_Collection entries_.
++++++++++

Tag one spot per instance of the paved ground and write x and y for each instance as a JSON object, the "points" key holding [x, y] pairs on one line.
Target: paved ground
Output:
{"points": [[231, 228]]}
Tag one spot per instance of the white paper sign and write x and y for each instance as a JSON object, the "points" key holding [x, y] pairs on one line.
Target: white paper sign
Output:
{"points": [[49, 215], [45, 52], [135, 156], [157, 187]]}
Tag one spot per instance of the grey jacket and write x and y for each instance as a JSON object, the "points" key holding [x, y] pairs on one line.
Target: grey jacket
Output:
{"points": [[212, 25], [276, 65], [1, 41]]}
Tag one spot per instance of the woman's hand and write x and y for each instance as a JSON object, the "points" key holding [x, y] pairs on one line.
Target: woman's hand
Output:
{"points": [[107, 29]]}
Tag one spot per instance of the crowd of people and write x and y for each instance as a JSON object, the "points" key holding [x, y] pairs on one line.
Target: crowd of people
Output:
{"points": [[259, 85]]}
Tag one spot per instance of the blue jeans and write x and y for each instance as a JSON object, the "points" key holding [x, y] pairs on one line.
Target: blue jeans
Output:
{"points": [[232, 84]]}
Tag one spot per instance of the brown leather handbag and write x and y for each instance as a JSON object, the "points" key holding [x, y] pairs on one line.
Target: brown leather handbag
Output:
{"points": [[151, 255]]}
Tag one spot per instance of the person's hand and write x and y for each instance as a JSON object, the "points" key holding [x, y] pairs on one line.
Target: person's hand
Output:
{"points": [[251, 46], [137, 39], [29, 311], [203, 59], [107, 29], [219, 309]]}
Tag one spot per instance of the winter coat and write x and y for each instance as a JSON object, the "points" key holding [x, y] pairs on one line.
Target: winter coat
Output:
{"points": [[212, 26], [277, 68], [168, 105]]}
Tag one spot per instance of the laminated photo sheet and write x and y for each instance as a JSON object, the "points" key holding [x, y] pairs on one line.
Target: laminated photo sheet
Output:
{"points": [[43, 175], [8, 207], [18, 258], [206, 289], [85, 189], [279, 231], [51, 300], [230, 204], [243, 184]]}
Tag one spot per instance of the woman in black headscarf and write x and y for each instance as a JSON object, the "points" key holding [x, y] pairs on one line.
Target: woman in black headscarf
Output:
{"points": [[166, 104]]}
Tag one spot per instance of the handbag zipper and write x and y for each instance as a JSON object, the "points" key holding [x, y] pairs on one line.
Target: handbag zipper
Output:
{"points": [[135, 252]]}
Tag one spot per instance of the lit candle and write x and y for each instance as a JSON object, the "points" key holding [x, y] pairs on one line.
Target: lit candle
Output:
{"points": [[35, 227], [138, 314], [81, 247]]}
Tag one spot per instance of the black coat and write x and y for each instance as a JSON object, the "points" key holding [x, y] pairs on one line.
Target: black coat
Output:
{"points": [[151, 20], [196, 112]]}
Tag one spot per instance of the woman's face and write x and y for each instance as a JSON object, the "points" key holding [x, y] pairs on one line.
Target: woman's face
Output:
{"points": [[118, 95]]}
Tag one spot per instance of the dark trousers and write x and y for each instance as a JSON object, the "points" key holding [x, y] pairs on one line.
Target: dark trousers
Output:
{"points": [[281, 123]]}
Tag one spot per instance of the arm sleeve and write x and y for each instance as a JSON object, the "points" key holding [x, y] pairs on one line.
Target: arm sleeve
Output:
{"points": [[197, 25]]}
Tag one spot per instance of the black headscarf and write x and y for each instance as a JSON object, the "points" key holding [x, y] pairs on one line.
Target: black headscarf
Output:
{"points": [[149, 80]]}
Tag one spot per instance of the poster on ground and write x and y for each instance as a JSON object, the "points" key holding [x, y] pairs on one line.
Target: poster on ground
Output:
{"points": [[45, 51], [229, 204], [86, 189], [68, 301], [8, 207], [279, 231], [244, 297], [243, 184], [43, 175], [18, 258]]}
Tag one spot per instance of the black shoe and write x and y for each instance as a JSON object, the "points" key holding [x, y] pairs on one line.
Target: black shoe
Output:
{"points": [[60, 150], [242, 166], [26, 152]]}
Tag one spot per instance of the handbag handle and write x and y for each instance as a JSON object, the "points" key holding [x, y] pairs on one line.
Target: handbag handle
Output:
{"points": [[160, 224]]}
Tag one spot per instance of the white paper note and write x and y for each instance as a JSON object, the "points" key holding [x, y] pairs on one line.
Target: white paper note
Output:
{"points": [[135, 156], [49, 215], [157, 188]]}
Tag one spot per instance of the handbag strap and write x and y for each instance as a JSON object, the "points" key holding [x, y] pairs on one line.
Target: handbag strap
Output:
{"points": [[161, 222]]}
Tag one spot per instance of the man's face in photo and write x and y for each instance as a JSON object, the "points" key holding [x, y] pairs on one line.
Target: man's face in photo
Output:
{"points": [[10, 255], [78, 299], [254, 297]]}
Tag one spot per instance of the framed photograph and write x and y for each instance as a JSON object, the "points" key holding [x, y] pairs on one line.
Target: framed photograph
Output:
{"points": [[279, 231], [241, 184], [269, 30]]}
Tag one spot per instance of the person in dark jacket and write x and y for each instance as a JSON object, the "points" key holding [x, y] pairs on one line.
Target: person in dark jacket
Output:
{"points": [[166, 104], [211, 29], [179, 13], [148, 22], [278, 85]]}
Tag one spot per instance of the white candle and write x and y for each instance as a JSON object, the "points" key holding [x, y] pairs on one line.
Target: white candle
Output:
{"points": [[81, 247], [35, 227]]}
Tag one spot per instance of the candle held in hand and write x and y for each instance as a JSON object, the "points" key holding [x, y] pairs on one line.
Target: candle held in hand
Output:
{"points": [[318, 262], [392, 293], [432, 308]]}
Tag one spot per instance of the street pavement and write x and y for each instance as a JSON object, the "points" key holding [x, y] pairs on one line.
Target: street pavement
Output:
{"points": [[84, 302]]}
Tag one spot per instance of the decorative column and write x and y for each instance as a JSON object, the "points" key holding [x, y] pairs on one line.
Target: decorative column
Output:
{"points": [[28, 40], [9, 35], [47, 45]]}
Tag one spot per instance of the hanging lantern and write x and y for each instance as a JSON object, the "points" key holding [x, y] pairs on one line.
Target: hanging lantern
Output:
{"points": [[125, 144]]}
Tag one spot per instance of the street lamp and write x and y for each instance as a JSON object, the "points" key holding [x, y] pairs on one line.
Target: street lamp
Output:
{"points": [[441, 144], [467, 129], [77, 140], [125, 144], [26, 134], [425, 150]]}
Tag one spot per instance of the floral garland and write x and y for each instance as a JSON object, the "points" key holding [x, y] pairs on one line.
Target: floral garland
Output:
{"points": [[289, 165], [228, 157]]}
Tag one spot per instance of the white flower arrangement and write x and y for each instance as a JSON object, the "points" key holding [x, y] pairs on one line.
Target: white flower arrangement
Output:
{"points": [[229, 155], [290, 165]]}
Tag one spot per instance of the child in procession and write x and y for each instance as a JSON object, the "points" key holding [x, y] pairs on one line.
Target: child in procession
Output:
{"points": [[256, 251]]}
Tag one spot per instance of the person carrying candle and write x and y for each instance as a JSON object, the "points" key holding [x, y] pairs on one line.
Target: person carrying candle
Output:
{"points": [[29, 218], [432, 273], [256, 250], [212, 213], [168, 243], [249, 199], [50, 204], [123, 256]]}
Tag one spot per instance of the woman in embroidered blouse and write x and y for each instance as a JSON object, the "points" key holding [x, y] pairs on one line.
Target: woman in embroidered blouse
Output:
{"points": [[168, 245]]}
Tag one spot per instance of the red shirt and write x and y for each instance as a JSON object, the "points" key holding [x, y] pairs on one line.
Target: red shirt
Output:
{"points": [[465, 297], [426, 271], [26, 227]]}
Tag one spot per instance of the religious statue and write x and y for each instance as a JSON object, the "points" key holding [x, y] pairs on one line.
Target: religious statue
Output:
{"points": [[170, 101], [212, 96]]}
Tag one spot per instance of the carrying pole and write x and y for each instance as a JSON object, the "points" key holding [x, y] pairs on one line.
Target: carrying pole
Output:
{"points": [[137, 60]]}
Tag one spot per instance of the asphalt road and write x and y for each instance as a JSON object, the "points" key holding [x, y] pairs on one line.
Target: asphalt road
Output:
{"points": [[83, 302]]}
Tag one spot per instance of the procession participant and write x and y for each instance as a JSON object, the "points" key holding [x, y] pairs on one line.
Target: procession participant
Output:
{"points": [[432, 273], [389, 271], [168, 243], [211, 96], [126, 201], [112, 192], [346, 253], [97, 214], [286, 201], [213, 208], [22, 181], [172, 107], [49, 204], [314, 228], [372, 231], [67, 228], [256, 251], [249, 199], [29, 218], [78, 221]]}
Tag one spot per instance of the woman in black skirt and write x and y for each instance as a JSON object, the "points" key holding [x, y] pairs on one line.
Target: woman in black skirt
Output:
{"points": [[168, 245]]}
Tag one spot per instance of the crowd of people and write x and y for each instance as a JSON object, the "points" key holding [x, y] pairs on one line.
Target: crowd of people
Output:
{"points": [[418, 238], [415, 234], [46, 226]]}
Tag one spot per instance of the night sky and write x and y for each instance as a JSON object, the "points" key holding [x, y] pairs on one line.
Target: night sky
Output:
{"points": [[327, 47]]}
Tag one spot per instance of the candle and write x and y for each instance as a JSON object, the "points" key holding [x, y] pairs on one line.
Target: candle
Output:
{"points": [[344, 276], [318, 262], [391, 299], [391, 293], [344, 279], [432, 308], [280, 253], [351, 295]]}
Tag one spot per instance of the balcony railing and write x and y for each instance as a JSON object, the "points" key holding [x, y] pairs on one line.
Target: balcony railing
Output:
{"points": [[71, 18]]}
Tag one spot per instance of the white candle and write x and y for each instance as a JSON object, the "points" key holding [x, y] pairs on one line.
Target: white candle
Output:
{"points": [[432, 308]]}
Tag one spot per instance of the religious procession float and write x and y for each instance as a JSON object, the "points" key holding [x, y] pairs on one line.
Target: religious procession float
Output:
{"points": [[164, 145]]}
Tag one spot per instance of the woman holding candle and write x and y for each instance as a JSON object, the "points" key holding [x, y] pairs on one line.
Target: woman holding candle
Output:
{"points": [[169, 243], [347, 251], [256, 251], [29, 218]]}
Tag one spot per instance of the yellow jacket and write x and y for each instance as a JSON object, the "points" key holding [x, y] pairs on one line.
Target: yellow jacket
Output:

++++++++++

_EXERCISE DIRECTIONS_.
Copy out, word for word, everything in the records above from the line containing "Tag one spot per instance of the yellow" down to the end of the records.

_EXERCISE RESULT_.
Tag one spot per instance of the yellow jacket and write x and y for each instance as a JSON object, the "points" key holding [x, y] pairs on one line.
Target: yellow jacket
Output:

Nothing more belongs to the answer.